**GIVEN INSTRUCTION**
Gather every line in the items below that contains the word "facade", copying each one in full.

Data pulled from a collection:
>> Begin

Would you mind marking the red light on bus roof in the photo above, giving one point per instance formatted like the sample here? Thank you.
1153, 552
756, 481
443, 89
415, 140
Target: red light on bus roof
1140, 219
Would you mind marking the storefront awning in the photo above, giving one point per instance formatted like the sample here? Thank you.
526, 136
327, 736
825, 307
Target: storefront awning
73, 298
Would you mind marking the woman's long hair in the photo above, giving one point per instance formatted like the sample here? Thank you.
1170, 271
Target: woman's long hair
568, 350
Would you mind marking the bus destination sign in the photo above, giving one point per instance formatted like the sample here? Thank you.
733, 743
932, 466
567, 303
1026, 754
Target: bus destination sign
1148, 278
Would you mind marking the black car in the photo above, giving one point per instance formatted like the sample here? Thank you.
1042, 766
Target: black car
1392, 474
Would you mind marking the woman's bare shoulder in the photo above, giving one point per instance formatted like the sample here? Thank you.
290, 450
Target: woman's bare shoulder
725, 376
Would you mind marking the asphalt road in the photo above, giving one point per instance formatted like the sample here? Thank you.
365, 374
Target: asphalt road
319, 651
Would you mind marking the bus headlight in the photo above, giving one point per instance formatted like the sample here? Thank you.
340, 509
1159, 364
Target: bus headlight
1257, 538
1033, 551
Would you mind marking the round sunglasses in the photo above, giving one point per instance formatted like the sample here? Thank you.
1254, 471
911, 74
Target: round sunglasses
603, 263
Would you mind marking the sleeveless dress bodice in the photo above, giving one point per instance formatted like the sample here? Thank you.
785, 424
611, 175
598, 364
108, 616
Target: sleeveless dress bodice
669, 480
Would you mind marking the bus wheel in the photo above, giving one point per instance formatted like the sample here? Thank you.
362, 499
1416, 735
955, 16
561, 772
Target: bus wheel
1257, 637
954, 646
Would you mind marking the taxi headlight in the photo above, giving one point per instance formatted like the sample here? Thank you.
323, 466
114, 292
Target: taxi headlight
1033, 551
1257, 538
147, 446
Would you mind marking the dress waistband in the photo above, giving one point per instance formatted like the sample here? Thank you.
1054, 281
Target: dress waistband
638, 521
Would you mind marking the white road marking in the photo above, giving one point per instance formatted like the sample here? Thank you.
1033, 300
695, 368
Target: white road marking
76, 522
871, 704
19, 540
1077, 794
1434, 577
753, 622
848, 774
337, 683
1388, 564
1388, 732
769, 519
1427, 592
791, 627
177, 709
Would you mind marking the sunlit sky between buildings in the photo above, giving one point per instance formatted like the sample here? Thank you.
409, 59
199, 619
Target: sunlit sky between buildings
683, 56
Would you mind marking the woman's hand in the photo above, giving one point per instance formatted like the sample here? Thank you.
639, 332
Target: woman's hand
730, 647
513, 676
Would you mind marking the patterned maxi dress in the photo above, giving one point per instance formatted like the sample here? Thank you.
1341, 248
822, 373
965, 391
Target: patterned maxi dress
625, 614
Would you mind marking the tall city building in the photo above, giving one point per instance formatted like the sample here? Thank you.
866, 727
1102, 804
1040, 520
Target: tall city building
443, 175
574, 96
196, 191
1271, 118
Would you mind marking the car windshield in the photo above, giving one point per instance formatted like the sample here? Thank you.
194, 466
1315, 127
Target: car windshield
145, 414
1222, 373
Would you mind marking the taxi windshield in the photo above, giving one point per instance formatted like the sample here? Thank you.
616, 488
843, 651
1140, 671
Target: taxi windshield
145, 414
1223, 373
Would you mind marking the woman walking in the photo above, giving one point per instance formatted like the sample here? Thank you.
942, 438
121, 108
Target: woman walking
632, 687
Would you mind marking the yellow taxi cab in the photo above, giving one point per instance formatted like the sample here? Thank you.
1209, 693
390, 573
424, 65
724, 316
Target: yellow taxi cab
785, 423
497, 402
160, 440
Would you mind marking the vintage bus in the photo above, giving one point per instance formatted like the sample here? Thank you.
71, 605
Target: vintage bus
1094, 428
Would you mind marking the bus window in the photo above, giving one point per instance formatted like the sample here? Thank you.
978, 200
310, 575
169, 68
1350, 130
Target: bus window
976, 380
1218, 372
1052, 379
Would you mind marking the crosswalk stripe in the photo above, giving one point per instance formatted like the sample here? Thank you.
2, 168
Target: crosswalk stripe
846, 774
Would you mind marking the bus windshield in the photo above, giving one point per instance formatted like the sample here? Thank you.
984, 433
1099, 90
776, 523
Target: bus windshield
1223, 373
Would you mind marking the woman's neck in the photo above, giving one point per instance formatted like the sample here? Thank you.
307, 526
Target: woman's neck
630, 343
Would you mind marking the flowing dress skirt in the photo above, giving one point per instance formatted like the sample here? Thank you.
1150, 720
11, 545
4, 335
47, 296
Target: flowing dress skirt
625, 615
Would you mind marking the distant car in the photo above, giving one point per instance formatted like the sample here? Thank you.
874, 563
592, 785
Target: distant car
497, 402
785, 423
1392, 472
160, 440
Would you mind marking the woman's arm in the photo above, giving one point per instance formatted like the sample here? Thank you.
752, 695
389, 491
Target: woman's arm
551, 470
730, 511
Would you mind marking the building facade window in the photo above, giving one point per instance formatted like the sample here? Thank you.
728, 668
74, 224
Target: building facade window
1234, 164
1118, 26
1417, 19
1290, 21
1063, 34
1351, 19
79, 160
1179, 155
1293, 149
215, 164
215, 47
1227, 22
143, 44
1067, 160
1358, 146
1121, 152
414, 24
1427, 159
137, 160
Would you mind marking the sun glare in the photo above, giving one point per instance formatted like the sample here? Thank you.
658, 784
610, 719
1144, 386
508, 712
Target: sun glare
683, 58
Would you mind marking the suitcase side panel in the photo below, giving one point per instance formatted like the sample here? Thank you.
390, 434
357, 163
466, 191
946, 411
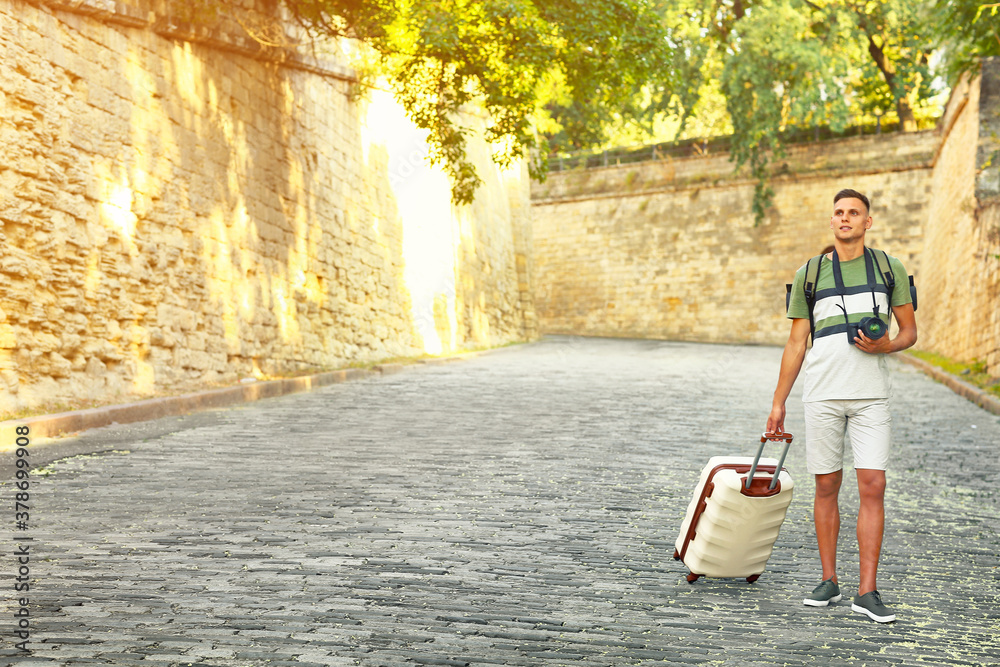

>> End

**CORRECT OUTPUT**
Would you mind marking the building facade window in the photo above, giving one point per instance formatted like the sample here? Thank you.
Target: building facade window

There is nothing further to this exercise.